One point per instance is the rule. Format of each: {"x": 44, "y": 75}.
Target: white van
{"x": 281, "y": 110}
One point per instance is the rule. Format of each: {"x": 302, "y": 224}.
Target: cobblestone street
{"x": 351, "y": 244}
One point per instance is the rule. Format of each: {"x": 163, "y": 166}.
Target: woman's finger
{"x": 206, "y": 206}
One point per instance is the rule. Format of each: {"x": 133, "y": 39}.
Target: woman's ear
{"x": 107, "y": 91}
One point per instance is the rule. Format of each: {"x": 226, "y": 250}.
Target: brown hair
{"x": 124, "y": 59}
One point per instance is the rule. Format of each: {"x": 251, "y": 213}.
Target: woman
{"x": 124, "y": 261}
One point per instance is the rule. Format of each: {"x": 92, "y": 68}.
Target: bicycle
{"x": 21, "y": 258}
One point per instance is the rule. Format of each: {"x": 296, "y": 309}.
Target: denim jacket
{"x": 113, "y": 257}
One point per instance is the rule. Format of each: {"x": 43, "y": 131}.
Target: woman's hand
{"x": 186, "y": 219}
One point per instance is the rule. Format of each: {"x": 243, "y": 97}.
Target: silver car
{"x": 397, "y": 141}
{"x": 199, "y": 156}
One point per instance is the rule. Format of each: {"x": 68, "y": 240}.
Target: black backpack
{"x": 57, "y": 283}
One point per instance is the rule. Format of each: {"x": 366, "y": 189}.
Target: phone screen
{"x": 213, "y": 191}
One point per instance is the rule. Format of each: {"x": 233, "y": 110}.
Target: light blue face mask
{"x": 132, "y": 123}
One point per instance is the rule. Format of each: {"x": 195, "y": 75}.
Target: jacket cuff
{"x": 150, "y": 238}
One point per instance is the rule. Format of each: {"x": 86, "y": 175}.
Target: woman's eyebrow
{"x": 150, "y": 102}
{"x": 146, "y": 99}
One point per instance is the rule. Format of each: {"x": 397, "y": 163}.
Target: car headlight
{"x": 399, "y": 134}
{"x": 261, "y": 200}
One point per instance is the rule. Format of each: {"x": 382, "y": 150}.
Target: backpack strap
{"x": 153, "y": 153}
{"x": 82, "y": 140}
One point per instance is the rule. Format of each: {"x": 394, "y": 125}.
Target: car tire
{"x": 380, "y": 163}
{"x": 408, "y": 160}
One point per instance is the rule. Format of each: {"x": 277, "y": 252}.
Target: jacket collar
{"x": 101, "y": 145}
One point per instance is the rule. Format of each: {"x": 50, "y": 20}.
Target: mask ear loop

■ ■ ■

## Written instruction
Without leaving anything out, give the entries again exactly.

## Response for this exercise
One point per instance is the rule. Format of each: {"x": 44, "y": 75}.
Target: white van
{"x": 281, "y": 110}
One point per instance is the rule. Format of each: {"x": 302, "y": 224}.
Target: cobblestone street
{"x": 351, "y": 244}
One point per instance is the rule. Format of each: {"x": 163, "y": 166}.
Target: woman's finger
{"x": 206, "y": 206}
One point per instance is the rule. Format of each: {"x": 133, "y": 39}.
Target: woman's ear
{"x": 107, "y": 91}
One point per instance is the rule. Format of each: {"x": 226, "y": 250}.
Target: brown hair
{"x": 124, "y": 59}
One point per instance is the rule. Format of each: {"x": 251, "y": 213}.
Target: woman
{"x": 124, "y": 261}
One point per instance is the rule. Format of each: {"x": 92, "y": 68}.
Target: bicycle
{"x": 21, "y": 258}
One point per instance is the rule. Format of each: {"x": 296, "y": 309}.
Target: denim jacket
{"x": 113, "y": 257}
One point per instance is the rule. Format of each: {"x": 43, "y": 131}.
Target: woman's hand
{"x": 186, "y": 219}
One point per instance is the rule. Format of each: {"x": 243, "y": 97}.
Target: silver car
{"x": 397, "y": 141}
{"x": 199, "y": 156}
One point per instance is the rule. Format of each: {"x": 68, "y": 240}.
Target: black backpack
{"x": 57, "y": 283}
One point per instance is the rule. Format of each: {"x": 366, "y": 189}.
Target: phone screen
{"x": 213, "y": 191}
One point per instance is the rule. Format of each: {"x": 233, "y": 110}.
Target: light blue face mask
{"x": 132, "y": 123}
One point per instance is the rule. Format of each: {"x": 195, "y": 75}.
Target: jacket cuff
{"x": 150, "y": 238}
One point per instance is the rule. Format of each: {"x": 86, "y": 175}.
Target: woman's eyebrow
{"x": 150, "y": 102}
{"x": 146, "y": 99}
One point per instance is the rule. Format of each: {"x": 397, "y": 163}.
Target: car headlight
{"x": 399, "y": 134}
{"x": 261, "y": 200}
One point per instance is the rule. Format of each: {"x": 382, "y": 150}.
Target: backpack strap
{"x": 153, "y": 153}
{"x": 82, "y": 140}
One point per instance is the rule. Format of each: {"x": 394, "y": 125}.
Target: car tire
{"x": 380, "y": 163}
{"x": 408, "y": 160}
One point per instance is the rule. Format of each: {"x": 277, "y": 252}.
Target: jacket collar
{"x": 101, "y": 145}
One point per instance is the rule. Format of each: {"x": 50, "y": 20}.
Target: mask ear loop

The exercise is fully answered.